Source:
»»

The Clean Water Act (CWA) provides various means of enforcement against violators of its permitting programs, including sanctions for those guilty of criminal negligence. The chief programs in this regard are the National Pollutant Discharge Elimination System (NPDES) program addressing discharges of wastewater and stormwater into regulated “waters of the United States” and the Section 404 program addressing discharges of dredge or fill material into such waters. For states and Indian tribes to be authorized by EPA to administer the NPDES program or the Section 404 program, the states and tribes must demonstrate sufficient authority for enforcement, including criminal enforcement, to ensure compliance with these programs within their respective jurisdictions.
EPA recently proposed to grant more flexibility to states and tribes for enforcement of criminal negligence-based violations of their own NPDES and Section 404 programs. In short, EPA is proposing amendments to its NPDES and Section 404 program authorization regulations at 40 C.F.R. §§ 123.27 and 233.41 to clarify that states and tribes may pick their own level of negligence for what constitutes a criminally negligent violation of their corresponding program laws and regulations. More particularly, the amendment, if finalized, would provide that, “[t]he burden of proof and degree of knowledge or intent required under State law for establishing [criminal] violations . . . shall be no greater than the burden of proof or degree of knowledge or intent EPA must provide when it brings an action under the [CWA], except that a State may establish criminal violations based on any form or type of negligence.” (Emphasis added.)

««

Task statement: Reproduce the Clean Water Act passage above word for word, from "The Clean Water" to "their respective jurisdictions.".

Information provided:
»»

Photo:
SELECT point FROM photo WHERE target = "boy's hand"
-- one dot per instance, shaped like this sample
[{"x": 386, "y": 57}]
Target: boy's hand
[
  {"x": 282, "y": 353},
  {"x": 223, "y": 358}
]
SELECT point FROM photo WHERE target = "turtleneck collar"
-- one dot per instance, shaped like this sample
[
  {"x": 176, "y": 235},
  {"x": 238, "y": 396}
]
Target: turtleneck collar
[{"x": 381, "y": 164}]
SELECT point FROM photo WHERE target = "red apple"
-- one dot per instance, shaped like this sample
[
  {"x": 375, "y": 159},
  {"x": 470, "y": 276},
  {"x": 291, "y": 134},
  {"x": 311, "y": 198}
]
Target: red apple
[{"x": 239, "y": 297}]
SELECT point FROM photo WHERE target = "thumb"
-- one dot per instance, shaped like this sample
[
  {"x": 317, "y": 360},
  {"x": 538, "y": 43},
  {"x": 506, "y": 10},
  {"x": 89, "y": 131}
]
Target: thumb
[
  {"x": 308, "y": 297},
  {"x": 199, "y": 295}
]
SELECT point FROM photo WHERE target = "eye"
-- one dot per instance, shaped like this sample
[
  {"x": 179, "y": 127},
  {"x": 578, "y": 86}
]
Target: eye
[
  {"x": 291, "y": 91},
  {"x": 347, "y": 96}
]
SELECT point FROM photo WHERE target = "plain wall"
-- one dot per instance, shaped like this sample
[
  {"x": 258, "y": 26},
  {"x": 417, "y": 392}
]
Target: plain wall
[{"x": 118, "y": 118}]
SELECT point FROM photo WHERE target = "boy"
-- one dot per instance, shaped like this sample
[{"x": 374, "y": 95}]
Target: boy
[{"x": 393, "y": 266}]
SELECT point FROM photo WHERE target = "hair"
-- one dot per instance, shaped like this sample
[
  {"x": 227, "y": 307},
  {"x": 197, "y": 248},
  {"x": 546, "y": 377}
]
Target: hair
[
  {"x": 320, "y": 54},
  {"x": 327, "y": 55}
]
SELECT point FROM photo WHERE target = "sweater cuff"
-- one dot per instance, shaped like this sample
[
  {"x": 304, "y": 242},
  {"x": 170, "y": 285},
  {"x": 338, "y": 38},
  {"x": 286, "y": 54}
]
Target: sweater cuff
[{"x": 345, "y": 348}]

««
»»

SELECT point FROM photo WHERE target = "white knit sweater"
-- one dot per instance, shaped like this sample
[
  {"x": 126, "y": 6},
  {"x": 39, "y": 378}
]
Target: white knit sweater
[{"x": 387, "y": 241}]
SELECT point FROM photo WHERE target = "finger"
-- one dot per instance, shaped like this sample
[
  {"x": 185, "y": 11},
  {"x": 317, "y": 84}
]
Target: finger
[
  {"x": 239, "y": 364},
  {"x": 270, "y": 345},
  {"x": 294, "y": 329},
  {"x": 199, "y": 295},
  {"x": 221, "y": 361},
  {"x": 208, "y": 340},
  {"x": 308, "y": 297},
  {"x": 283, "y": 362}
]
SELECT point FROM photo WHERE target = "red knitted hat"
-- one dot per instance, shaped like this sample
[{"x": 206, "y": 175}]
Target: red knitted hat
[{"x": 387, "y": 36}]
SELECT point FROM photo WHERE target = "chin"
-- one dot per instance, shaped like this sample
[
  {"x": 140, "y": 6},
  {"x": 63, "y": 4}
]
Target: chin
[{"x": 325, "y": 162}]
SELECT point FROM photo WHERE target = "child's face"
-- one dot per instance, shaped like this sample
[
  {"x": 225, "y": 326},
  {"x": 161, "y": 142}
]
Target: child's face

««
»»

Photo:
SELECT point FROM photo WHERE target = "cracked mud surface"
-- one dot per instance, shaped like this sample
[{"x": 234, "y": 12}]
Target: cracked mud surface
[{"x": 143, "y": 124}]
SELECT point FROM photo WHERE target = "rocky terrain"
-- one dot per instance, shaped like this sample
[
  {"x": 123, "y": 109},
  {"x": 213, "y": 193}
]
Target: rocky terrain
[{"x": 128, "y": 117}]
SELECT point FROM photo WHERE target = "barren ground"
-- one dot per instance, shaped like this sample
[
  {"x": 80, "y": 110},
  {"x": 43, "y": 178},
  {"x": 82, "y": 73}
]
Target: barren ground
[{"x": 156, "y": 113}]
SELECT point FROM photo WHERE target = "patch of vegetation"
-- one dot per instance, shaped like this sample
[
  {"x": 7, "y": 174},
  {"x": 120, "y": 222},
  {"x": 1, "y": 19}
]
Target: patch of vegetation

««

Finished exercise:
The Clean Water Act (CWA) provides various means of enforcement against violators of its permitting programs, including sanctions for those guilty of criminal negligence. The chief programs in this regard are the National Pollutant Discharge Elimination System (NPDES) program addressing discharges of wastewater and stormwater into regulated “waters of the United States” and the Section 404 program addressing discharges of dredge or fill material into such waters. For states and Indian tribes to be authorized by EPA to administer the NPDES program or the Section 404 program, the states and tribes must demonstrate sufficient authority for enforcement, including criminal enforcement, to ensure compliance with these programs within their respective jurisdictions.